▶ INSTRUCTIONS TO FOLLOW:
Retype the entries below exactly as they appear, from the first line to the last.

++++++++++

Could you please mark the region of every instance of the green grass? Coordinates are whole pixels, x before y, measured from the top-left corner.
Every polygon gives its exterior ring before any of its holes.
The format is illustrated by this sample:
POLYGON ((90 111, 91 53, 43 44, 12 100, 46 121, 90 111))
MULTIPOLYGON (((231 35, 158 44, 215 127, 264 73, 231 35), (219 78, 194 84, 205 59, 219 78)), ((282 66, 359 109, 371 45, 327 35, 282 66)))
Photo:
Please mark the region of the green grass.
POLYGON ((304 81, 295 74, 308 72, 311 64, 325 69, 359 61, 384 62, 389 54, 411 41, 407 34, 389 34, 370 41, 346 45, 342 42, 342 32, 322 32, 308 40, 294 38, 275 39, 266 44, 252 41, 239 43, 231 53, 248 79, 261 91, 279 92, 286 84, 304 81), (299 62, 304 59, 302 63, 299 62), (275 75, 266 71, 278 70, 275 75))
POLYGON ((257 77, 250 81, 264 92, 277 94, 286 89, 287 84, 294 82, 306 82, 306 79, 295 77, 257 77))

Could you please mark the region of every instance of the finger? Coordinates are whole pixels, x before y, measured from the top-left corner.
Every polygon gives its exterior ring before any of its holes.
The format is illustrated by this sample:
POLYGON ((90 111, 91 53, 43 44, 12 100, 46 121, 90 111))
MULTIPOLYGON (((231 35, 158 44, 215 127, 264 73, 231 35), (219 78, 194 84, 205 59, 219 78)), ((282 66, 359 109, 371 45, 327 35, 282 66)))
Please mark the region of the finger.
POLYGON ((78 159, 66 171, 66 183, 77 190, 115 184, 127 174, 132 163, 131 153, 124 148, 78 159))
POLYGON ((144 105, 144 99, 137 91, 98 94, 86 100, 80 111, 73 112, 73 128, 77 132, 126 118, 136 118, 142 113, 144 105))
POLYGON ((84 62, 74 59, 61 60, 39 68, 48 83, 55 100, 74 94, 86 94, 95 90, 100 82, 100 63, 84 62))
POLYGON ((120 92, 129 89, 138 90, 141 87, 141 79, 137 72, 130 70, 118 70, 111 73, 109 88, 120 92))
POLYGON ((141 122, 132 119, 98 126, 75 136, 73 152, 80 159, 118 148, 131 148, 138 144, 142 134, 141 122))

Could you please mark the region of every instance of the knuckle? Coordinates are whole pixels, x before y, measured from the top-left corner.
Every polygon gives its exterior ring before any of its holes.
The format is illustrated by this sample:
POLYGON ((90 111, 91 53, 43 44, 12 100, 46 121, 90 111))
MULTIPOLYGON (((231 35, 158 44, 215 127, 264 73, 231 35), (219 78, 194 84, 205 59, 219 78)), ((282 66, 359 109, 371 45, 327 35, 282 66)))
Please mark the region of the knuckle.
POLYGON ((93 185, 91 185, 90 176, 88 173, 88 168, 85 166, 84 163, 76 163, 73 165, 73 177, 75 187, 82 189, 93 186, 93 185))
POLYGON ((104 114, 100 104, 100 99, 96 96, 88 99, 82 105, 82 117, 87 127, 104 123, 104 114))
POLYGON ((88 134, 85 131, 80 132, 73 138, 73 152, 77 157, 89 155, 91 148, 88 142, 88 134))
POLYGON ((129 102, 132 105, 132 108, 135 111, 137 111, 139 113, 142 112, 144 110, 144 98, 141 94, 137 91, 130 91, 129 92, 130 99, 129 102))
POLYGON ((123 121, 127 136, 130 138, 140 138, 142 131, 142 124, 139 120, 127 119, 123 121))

++++++++++

▶ EXERCISE OUTPUT:
Could you please mark the region of every instance of the green grass? Coordinates are whole pixels, x before y, measured from the top-left corner.
Every polygon gives its exterior ring before any of its holes.
The format is illustrated by this sample:
POLYGON ((90 111, 91 53, 43 44, 12 100, 46 121, 90 111))
MULTIPOLYGON (((231 35, 158 44, 215 127, 264 73, 231 35), (219 78, 194 84, 205 59, 219 78)), ((282 66, 359 109, 371 45, 327 35, 282 66)))
Photo:
Please mark the region of the green grass.
POLYGON ((304 81, 295 74, 308 72, 311 64, 325 69, 359 61, 384 62, 389 54, 411 41, 407 34, 389 34, 370 41, 346 45, 342 42, 342 32, 322 32, 308 40, 294 38, 275 39, 266 44, 252 41, 239 43, 231 53, 248 79, 261 91, 279 92, 286 84, 304 81), (299 62, 304 59, 302 63, 299 62), (275 75, 266 71, 278 70, 275 75))
POLYGON ((257 77, 250 81, 264 92, 277 94, 286 89, 287 84, 294 82, 306 82, 306 79, 295 77, 257 77))

Could you please mark the region of every instance of the finger? Coordinates are whole pixels, x before y, measured from the top-left corner.
Every polygon gives its exterior ring before any of its holes.
The format is illustrated by this sample:
POLYGON ((90 111, 91 53, 43 44, 12 100, 46 121, 90 111))
MULTIPOLYGON (((231 35, 158 44, 215 127, 264 73, 231 35), (219 78, 194 84, 205 59, 219 78)), ((282 66, 359 109, 371 45, 327 35, 282 66)))
Please mark the region of the finger.
POLYGON ((78 159, 66 171, 66 183, 77 190, 115 184, 127 174, 132 163, 131 153, 124 148, 78 159))
POLYGON ((144 105, 144 99, 137 91, 98 94, 86 100, 80 111, 73 112, 73 128, 77 132, 126 118, 136 118, 142 113, 144 105))
POLYGON ((84 62, 74 59, 61 60, 39 68, 48 83, 55 100, 74 94, 86 94, 95 90, 100 82, 100 63, 84 62))
POLYGON ((120 92, 129 89, 138 90, 141 87, 141 79, 137 72, 130 70, 118 70, 111 73, 109 88, 120 92))
POLYGON ((141 122, 132 119, 98 126, 75 136, 73 152, 80 159, 118 148, 131 148, 138 144, 142 134, 141 122))

Could you please mark the region of every instance of the knuckle? Coordinates are whole pixels, x before y, measured from the top-left corner.
Every polygon gives its exterior ring before any of its holes.
The format is illustrated by this sample:
POLYGON ((90 111, 91 53, 43 44, 12 100, 46 121, 90 111))
MULTIPOLYGON (((231 35, 158 44, 215 127, 264 73, 231 35), (219 78, 194 84, 205 59, 219 78)), ((282 66, 359 109, 371 45, 327 35, 282 66)))
Please mark the region of the knuckle.
POLYGON ((93 185, 91 185, 90 176, 88 173, 88 168, 85 166, 84 163, 76 163, 73 165, 73 177, 75 187, 82 189, 93 186, 93 185))
POLYGON ((104 114, 100 104, 100 99, 96 96, 88 99, 82 105, 82 117, 87 127, 104 123, 104 114))
POLYGON ((88 134, 85 131, 80 132, 73 138, 73 152, 77 157, 89 155, 91 148, 88 142, 88 134))
POLYGON ((129 102, 132 105, 132 108, 135 111, 137 111, 139 113, 142 112, 144 110, 144 98, 141 94, 137 91, 130 91, 129 92, 130 99, 129 102))
POLYGON ((123 121, 127 136, 130 138, 140 138, 142 131, 142 124, 139 120, 127 119, 123 121))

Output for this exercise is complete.